**STATED TASK**. Copy the entries below verbatim, from the line holding "task | put a marker on each instance of the fishing" through the line holding "x=446, y=333", both included.

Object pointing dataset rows
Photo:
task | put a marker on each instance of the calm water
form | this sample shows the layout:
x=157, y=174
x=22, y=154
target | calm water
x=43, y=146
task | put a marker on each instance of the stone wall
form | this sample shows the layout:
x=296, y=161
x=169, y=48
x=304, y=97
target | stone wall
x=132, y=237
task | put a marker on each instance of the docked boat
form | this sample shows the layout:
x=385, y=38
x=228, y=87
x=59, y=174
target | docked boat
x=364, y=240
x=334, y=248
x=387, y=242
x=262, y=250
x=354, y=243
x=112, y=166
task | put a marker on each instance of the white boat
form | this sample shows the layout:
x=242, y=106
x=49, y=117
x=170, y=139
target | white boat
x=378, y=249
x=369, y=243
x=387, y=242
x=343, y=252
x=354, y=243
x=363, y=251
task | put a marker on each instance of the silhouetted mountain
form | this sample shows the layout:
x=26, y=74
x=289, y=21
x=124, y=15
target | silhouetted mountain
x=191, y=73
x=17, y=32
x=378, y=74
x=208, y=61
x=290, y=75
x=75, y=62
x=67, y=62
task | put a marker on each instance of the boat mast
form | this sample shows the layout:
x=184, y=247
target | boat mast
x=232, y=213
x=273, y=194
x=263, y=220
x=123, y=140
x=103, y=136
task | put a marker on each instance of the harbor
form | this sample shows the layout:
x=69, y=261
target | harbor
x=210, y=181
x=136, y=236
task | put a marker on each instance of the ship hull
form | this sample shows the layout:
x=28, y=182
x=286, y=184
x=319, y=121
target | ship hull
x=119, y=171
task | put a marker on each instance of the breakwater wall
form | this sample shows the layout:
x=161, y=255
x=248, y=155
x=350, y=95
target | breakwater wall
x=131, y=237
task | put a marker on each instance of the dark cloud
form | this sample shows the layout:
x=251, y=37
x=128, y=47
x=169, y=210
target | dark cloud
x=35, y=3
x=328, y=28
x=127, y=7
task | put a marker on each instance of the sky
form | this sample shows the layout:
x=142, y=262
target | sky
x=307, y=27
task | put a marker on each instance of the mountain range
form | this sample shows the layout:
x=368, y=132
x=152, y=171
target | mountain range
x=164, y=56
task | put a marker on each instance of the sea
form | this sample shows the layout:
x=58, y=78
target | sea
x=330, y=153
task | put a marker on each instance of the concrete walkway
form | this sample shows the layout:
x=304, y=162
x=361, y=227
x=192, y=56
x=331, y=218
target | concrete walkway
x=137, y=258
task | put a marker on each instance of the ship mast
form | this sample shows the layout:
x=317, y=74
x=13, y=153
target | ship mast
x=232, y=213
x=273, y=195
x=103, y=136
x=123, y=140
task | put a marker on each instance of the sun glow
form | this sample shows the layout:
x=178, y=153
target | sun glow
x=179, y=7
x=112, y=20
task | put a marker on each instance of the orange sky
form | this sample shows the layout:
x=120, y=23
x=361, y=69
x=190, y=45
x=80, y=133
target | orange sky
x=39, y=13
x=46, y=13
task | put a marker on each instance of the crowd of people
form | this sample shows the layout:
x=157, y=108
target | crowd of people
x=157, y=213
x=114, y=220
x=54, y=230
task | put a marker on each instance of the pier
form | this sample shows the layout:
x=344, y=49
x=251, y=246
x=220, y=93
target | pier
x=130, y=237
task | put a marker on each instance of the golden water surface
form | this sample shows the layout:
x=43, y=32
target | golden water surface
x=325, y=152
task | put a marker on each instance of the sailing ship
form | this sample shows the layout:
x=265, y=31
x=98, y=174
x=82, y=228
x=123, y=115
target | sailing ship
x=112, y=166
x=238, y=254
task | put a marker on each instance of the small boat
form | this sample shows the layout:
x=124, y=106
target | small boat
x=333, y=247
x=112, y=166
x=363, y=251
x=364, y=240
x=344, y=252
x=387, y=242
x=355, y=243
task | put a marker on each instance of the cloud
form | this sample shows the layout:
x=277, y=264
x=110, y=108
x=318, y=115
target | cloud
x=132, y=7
---
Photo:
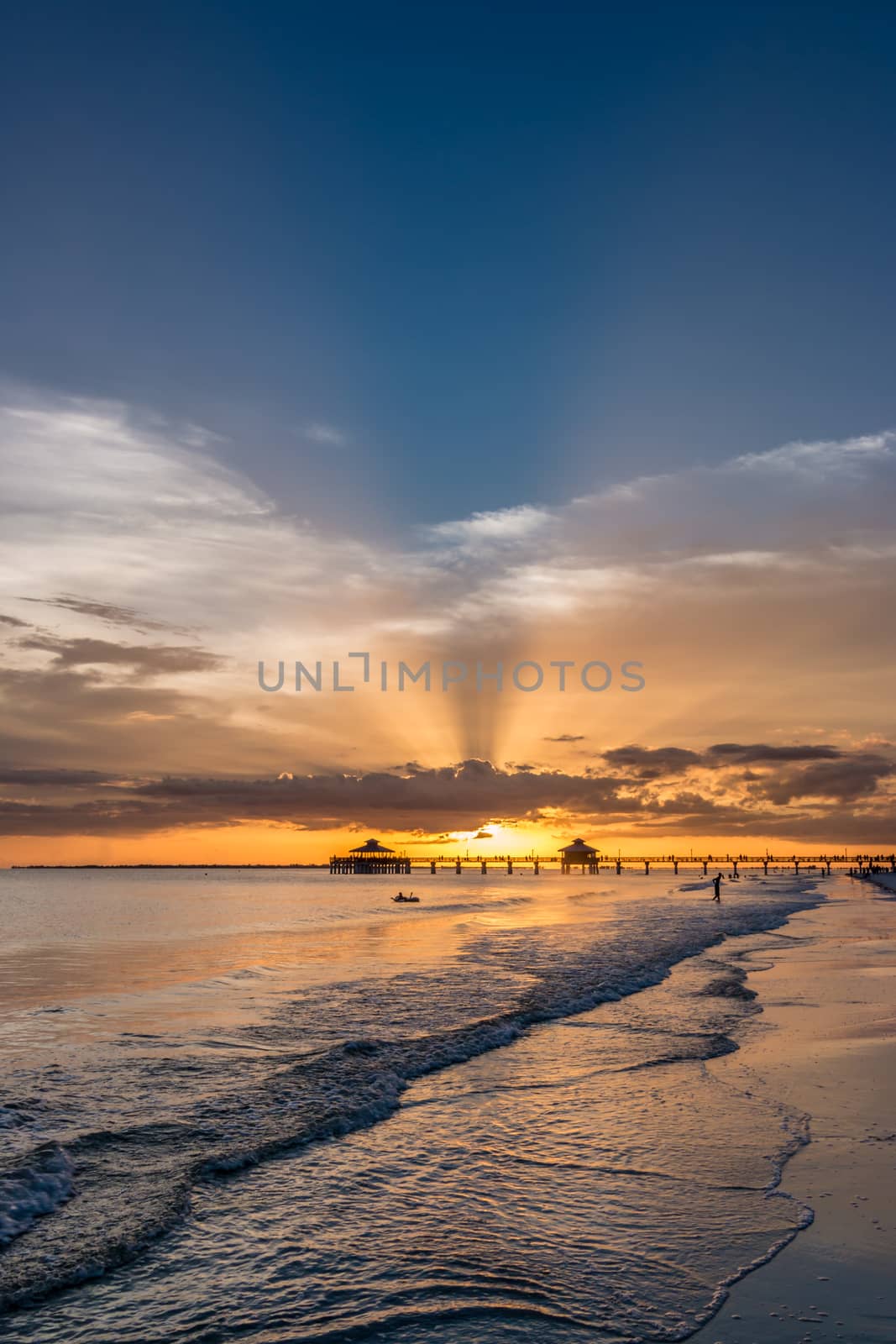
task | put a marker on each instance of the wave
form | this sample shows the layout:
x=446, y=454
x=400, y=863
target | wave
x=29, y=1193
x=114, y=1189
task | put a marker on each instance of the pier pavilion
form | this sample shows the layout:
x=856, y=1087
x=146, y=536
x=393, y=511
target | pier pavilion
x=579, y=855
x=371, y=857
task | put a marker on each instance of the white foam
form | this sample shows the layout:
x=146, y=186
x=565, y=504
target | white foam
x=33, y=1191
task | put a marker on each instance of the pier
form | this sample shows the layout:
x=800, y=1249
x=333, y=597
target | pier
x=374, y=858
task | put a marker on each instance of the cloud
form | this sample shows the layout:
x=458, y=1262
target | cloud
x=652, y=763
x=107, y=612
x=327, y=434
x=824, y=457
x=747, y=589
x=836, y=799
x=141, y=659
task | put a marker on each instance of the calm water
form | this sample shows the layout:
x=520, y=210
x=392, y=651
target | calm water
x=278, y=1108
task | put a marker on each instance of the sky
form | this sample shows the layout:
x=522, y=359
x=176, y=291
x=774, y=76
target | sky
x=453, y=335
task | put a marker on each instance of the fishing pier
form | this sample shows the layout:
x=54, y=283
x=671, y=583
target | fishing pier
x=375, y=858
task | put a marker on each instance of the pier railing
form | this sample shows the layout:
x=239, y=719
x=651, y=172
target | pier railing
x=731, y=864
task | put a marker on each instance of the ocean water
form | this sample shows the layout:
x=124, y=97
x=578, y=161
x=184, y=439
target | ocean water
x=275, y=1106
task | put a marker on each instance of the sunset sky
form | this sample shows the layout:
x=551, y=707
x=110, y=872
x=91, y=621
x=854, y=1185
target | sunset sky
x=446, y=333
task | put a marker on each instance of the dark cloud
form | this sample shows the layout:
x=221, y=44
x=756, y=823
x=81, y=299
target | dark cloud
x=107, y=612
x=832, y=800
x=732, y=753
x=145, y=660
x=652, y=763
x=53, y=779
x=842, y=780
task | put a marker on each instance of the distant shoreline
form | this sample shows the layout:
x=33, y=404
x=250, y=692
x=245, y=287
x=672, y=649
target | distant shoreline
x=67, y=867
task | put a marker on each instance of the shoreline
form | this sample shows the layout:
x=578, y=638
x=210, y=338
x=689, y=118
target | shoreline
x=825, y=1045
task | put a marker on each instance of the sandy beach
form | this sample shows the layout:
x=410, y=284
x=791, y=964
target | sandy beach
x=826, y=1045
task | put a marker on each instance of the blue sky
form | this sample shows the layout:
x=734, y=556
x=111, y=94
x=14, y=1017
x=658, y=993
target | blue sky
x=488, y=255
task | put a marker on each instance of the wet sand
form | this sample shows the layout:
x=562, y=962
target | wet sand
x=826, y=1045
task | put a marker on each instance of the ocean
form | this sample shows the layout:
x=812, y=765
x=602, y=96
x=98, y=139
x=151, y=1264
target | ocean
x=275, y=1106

**WRITTEN RESPONSE**.
task | put a marker on each instance of the fishing pier
form | this sample shows the layout:
x=54, y=283
x=671, y=583
target | fishing pier
x=375, y=858
task | put a marker on each instance of the pier railing
form | this sample shows the layout:
x=239, y=719
x=651, y=172
target | pier railing
x=731, y=864
task | put a marker on each instance of the ocean water
form | this sample shows the layout:
x=124, y=97
x=578, y=161
x=184, y=439
target | ocean water
x=275, y=1106
task | put a marker on each instance of the sunset sky
form | this sample shows the layout:
x=551, y=707
x=110, y=872
x=91, y=621
x=854, y=1185
target | sunset sky
x=446, y=333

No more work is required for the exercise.